◆ The problem ◆
Each line of the listing below that includes "dark" should be reported.

◆ Material provided ◆
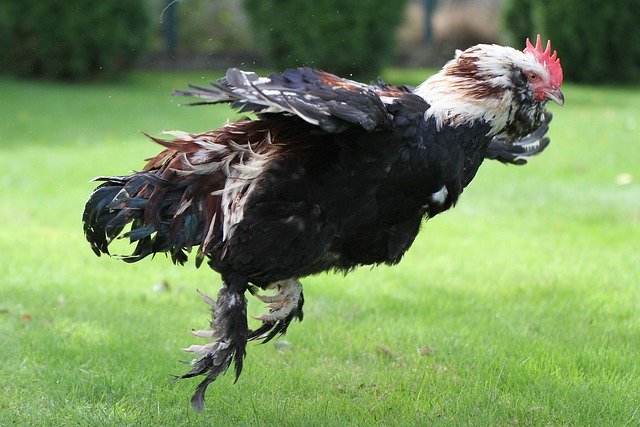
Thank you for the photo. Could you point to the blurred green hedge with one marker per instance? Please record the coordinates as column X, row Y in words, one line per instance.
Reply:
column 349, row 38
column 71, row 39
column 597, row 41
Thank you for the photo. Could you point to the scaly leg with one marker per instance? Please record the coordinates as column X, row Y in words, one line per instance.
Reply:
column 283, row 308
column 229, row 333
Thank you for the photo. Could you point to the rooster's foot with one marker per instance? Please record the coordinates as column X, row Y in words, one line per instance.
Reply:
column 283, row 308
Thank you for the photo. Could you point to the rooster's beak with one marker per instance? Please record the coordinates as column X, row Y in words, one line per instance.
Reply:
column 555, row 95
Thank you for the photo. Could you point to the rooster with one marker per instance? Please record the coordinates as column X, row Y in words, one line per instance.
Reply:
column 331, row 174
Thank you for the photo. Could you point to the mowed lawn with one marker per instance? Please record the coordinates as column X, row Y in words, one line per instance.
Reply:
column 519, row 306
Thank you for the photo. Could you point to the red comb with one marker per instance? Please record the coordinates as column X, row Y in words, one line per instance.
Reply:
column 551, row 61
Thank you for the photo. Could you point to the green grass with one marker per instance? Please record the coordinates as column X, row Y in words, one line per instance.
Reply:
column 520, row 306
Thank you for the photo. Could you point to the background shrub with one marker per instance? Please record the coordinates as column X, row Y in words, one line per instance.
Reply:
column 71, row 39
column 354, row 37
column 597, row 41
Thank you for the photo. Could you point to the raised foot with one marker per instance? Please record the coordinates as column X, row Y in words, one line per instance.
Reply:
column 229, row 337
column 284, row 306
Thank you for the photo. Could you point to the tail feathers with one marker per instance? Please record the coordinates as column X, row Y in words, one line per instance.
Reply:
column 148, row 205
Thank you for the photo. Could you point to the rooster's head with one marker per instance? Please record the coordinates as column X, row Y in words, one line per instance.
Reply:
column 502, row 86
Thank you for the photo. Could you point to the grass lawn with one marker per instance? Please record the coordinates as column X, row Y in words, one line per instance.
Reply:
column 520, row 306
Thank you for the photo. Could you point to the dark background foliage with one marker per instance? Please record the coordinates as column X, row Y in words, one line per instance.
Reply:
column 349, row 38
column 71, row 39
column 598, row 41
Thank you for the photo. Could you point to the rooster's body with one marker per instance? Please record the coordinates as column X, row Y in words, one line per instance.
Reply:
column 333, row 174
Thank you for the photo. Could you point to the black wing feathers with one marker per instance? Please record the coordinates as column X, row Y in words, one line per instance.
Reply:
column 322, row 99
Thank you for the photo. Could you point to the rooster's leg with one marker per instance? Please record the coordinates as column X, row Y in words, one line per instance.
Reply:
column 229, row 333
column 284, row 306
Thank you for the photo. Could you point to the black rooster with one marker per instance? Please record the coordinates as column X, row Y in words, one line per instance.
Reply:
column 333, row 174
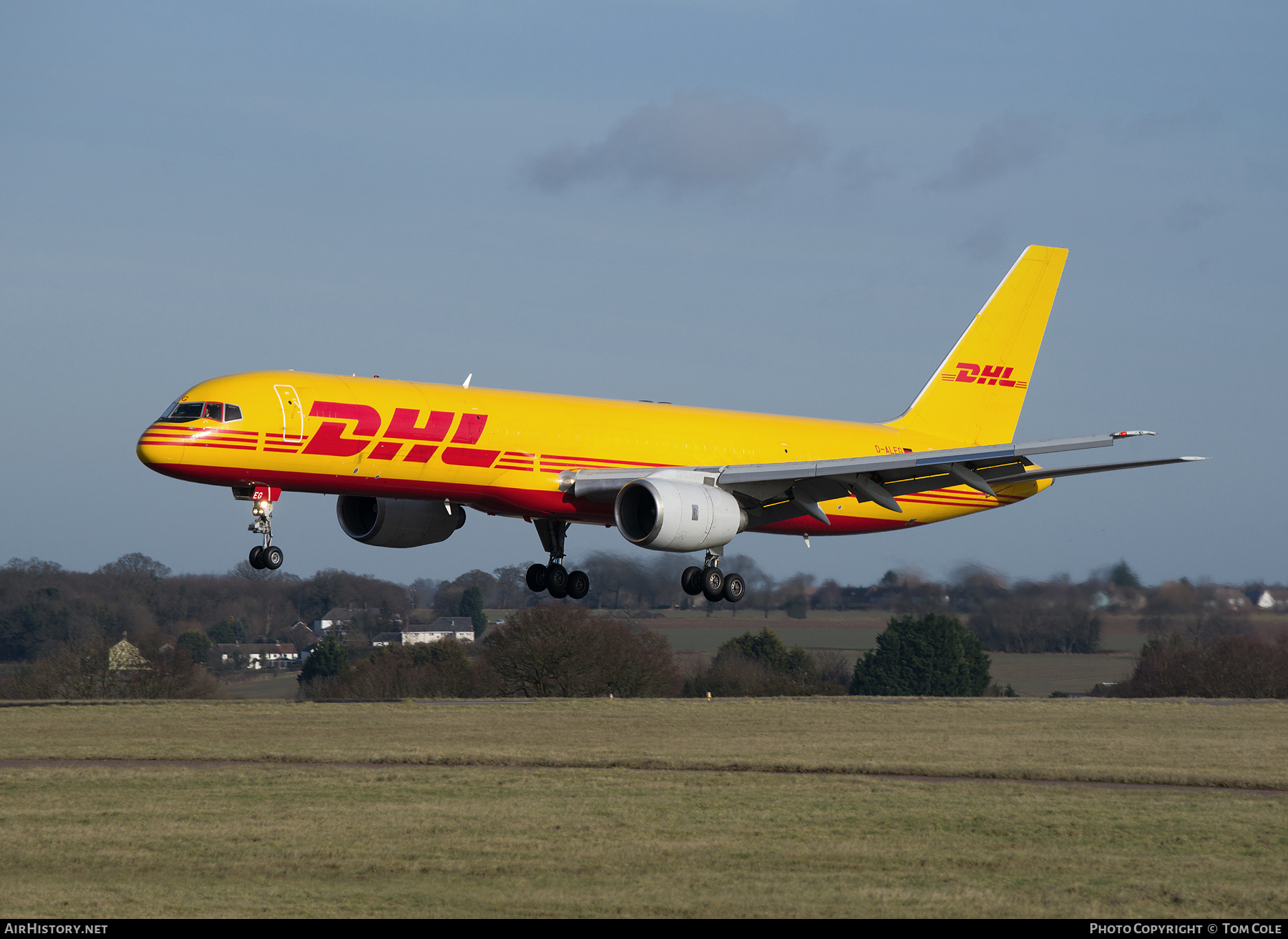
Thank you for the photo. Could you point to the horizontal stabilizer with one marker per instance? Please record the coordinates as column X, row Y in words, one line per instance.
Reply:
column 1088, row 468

==

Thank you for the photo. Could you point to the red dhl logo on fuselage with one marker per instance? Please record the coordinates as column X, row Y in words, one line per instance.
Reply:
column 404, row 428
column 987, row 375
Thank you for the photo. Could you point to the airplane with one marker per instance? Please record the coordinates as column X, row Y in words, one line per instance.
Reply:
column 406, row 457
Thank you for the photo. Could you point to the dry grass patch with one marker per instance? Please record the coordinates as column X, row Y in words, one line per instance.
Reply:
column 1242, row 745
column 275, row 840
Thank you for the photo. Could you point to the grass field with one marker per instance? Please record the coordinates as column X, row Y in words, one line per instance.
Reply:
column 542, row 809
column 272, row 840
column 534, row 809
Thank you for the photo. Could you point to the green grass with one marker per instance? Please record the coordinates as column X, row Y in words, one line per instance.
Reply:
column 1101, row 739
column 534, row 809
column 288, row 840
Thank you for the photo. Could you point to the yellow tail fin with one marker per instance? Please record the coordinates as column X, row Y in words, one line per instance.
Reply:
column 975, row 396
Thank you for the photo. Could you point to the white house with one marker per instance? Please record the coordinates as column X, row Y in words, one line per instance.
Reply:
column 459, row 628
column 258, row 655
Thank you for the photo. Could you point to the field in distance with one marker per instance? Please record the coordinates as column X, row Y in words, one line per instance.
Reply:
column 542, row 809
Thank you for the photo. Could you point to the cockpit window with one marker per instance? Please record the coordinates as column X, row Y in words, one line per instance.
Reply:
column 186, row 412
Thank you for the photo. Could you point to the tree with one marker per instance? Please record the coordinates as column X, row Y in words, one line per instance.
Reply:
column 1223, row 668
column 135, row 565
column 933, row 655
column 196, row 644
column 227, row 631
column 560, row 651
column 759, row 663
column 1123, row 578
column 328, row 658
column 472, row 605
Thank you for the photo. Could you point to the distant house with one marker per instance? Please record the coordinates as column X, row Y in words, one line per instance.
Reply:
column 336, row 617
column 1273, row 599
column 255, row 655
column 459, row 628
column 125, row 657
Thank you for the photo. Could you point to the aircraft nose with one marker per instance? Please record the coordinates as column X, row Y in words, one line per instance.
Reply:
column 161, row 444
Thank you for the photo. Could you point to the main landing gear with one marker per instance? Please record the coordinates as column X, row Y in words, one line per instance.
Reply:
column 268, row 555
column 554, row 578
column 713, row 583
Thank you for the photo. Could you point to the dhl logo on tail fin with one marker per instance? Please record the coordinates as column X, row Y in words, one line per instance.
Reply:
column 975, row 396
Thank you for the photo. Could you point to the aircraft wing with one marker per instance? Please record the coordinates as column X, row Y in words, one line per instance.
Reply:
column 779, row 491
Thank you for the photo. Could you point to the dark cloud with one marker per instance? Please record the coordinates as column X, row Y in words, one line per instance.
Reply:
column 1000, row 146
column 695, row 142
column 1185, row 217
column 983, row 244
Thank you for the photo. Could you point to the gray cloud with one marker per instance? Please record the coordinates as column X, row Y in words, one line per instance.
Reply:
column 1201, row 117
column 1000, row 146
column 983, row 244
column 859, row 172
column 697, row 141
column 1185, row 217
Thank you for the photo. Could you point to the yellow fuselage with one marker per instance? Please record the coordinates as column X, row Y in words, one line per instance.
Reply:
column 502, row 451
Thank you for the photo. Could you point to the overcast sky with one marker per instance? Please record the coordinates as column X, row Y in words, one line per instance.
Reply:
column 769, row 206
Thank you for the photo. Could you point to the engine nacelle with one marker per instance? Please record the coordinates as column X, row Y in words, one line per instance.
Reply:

◆ Exercise answer ◆
Thank you for the photo. Could you point to the dark background foliage with one marker per instance? Please record the coordinates as column X, row Y in words, one line per instance.
Thank you for the photo. Could you point to the dark cloud with one marker per instance? Please record the coordinates as column X, row Y in words, one line per instance.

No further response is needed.